**ACTION ITEM:** Show me each line of the listing below where the word "dark" appears.

● ● ● ● ● ● ●

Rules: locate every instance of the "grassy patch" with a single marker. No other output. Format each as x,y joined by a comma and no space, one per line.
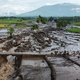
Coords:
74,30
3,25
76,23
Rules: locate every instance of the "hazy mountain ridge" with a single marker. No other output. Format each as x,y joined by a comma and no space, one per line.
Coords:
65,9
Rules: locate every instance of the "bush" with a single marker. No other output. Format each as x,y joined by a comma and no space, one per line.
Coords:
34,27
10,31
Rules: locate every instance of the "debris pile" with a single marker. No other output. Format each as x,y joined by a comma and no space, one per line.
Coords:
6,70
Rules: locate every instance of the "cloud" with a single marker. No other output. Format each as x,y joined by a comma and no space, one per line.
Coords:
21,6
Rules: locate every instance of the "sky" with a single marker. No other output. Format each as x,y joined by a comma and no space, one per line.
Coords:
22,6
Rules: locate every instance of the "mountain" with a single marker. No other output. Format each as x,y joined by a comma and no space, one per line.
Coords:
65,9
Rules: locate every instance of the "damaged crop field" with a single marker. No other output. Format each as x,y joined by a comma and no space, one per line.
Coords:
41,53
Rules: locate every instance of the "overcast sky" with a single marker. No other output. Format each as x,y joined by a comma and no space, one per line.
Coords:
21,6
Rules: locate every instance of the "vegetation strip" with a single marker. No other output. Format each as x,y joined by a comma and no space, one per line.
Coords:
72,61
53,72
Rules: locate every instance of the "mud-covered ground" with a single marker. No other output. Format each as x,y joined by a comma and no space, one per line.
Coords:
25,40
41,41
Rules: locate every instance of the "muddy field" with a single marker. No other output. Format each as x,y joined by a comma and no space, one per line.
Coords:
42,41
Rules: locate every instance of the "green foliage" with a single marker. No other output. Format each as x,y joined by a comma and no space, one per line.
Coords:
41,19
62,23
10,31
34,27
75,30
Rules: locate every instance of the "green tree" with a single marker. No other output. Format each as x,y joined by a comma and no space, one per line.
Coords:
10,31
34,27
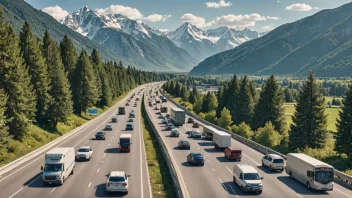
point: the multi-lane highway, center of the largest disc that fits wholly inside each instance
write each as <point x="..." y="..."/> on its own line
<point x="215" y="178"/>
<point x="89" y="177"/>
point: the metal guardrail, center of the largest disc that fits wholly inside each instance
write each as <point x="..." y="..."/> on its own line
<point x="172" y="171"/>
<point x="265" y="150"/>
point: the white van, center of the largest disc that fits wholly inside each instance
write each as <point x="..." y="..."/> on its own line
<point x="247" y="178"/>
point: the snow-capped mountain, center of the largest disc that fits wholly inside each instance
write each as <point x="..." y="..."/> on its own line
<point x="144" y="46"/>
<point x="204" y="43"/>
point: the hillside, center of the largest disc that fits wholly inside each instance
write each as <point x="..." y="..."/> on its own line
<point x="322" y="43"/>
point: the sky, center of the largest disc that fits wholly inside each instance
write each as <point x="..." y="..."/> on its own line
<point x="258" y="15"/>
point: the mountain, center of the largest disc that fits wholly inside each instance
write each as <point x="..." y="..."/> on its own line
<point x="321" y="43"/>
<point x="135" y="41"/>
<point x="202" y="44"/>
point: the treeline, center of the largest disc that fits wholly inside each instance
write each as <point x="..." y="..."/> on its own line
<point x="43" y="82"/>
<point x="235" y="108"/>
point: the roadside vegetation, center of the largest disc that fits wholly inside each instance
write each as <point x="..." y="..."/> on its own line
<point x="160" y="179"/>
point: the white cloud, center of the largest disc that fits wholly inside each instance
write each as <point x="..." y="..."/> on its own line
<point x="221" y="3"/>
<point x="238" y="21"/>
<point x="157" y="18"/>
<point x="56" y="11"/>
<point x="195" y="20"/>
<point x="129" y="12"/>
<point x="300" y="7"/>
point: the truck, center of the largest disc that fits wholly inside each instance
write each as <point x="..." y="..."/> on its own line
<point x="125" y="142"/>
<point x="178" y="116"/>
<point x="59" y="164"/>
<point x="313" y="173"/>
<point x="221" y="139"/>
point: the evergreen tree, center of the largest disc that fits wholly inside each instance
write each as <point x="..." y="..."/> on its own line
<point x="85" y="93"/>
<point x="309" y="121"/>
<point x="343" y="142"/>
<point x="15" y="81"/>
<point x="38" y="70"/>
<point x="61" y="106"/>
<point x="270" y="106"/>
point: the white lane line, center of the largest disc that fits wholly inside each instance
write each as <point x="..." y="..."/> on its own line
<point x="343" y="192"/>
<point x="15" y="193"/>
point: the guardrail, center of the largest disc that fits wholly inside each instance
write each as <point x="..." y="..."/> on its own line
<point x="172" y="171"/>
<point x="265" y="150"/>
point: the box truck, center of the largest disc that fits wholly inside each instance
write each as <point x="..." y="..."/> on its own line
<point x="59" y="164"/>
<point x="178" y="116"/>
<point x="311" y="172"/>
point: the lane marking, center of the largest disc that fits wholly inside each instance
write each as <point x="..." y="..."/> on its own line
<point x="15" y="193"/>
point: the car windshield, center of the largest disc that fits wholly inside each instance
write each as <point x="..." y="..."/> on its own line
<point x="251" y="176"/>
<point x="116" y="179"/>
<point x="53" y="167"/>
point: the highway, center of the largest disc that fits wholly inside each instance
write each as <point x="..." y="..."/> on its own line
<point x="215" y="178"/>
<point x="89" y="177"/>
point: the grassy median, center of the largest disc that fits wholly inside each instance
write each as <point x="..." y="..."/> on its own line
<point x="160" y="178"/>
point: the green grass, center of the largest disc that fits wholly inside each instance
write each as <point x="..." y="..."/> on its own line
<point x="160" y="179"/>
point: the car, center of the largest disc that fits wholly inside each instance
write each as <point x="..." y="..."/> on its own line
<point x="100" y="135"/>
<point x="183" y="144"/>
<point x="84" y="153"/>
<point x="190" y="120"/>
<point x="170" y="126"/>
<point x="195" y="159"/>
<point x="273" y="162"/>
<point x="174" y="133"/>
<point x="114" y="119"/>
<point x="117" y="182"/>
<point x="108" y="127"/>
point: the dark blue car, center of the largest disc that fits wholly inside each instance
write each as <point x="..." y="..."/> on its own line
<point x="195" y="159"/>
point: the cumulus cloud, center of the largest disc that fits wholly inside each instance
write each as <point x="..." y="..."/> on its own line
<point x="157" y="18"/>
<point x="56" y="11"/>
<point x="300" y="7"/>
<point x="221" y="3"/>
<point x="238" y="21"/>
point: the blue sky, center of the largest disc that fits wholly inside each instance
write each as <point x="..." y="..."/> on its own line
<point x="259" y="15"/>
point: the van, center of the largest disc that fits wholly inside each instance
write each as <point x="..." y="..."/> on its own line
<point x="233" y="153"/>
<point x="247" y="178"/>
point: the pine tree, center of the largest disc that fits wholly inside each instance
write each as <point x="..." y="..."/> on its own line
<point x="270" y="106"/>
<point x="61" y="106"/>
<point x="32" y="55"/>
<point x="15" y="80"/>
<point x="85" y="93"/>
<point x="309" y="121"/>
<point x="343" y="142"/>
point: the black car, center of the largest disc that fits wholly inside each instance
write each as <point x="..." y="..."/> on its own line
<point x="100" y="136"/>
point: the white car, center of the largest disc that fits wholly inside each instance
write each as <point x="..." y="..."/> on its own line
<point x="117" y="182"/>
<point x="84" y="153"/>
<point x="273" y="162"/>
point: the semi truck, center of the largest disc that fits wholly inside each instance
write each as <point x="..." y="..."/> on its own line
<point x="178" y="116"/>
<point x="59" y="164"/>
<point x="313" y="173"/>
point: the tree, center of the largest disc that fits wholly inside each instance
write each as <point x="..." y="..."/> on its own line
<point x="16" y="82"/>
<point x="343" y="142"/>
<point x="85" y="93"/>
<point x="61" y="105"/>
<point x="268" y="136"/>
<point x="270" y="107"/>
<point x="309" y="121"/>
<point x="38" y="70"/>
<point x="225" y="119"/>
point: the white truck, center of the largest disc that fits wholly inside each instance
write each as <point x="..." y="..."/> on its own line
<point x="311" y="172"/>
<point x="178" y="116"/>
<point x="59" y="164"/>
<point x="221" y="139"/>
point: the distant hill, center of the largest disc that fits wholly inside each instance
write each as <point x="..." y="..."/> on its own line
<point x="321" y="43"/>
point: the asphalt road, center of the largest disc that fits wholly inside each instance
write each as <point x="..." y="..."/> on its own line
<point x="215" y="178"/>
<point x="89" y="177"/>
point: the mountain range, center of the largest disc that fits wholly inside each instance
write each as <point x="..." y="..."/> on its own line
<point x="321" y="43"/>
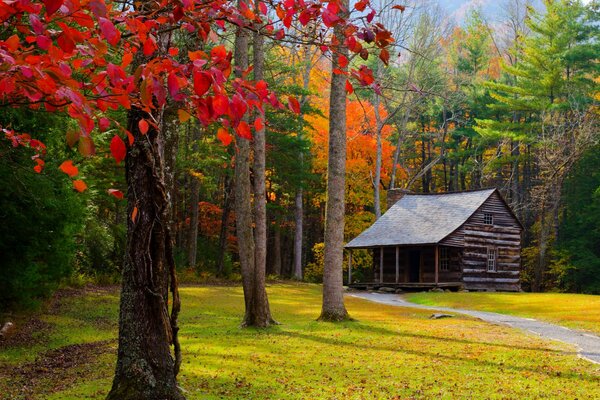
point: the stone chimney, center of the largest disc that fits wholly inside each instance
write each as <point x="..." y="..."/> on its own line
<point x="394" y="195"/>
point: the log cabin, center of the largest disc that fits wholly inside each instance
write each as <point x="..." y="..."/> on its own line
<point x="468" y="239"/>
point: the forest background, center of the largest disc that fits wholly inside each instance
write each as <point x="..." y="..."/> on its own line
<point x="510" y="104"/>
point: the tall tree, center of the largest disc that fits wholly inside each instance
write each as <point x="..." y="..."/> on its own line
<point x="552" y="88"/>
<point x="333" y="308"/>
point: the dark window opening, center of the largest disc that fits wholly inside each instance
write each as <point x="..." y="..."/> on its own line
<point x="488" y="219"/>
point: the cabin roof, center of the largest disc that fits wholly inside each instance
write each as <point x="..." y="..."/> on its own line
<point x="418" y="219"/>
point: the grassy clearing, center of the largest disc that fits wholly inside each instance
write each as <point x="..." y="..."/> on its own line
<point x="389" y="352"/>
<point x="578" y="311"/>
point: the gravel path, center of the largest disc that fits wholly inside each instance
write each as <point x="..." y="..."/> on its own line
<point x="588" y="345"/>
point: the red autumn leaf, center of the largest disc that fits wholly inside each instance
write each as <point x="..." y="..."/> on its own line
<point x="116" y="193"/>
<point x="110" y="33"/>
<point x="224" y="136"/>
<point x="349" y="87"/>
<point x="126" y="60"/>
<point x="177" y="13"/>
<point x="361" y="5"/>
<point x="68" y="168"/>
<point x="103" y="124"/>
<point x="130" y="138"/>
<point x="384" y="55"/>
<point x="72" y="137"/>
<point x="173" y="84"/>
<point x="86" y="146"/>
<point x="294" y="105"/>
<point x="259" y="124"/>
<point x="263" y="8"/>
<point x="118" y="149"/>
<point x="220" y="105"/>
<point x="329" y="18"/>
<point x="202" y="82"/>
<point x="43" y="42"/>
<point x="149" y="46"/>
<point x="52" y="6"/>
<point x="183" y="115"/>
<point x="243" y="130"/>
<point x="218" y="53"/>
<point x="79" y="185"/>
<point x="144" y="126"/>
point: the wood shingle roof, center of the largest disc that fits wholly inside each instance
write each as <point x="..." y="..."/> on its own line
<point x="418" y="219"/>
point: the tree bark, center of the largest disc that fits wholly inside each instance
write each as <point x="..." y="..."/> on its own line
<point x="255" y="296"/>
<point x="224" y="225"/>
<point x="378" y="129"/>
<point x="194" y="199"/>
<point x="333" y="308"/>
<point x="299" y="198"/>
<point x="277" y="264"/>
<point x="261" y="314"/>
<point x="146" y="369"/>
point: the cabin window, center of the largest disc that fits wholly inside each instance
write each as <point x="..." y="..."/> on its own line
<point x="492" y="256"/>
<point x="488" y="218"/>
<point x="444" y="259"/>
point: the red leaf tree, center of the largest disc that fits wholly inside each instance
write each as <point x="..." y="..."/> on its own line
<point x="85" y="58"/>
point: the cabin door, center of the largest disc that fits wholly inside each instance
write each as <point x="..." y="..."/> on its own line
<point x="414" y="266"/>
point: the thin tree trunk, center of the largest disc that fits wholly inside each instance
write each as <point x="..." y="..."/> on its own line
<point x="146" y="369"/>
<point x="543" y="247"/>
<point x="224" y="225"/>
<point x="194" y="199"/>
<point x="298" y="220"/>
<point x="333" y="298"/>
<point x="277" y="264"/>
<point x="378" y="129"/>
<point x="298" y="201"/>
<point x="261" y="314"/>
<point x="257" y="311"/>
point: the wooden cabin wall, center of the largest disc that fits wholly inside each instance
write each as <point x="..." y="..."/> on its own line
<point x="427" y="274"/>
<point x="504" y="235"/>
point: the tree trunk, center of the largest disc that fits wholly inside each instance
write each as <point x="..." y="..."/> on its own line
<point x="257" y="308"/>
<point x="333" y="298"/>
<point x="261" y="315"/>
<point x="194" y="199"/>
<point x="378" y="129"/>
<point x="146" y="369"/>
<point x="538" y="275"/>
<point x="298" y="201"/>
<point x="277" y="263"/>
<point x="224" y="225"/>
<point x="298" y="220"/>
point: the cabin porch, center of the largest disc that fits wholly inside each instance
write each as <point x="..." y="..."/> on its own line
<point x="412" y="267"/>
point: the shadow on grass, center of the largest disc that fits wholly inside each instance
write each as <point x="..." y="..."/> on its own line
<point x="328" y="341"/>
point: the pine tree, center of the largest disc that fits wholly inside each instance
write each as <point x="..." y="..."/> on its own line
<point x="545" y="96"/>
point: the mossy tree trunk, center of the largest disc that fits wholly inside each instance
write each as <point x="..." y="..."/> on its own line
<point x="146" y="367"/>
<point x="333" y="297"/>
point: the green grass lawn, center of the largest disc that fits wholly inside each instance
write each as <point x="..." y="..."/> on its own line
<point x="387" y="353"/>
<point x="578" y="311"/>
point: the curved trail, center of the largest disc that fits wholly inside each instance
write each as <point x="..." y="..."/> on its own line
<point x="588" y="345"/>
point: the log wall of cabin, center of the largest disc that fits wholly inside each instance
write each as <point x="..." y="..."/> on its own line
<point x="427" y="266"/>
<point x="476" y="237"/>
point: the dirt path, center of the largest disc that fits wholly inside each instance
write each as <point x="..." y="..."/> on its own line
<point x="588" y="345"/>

● ● ● ● ● ● ●

**ANSWER SECTION:**
point: the dark blue car, center of the largest disc that fits wholly inside each instance
point: the dark window opening, center of the largest disc that fits wholly inside each instance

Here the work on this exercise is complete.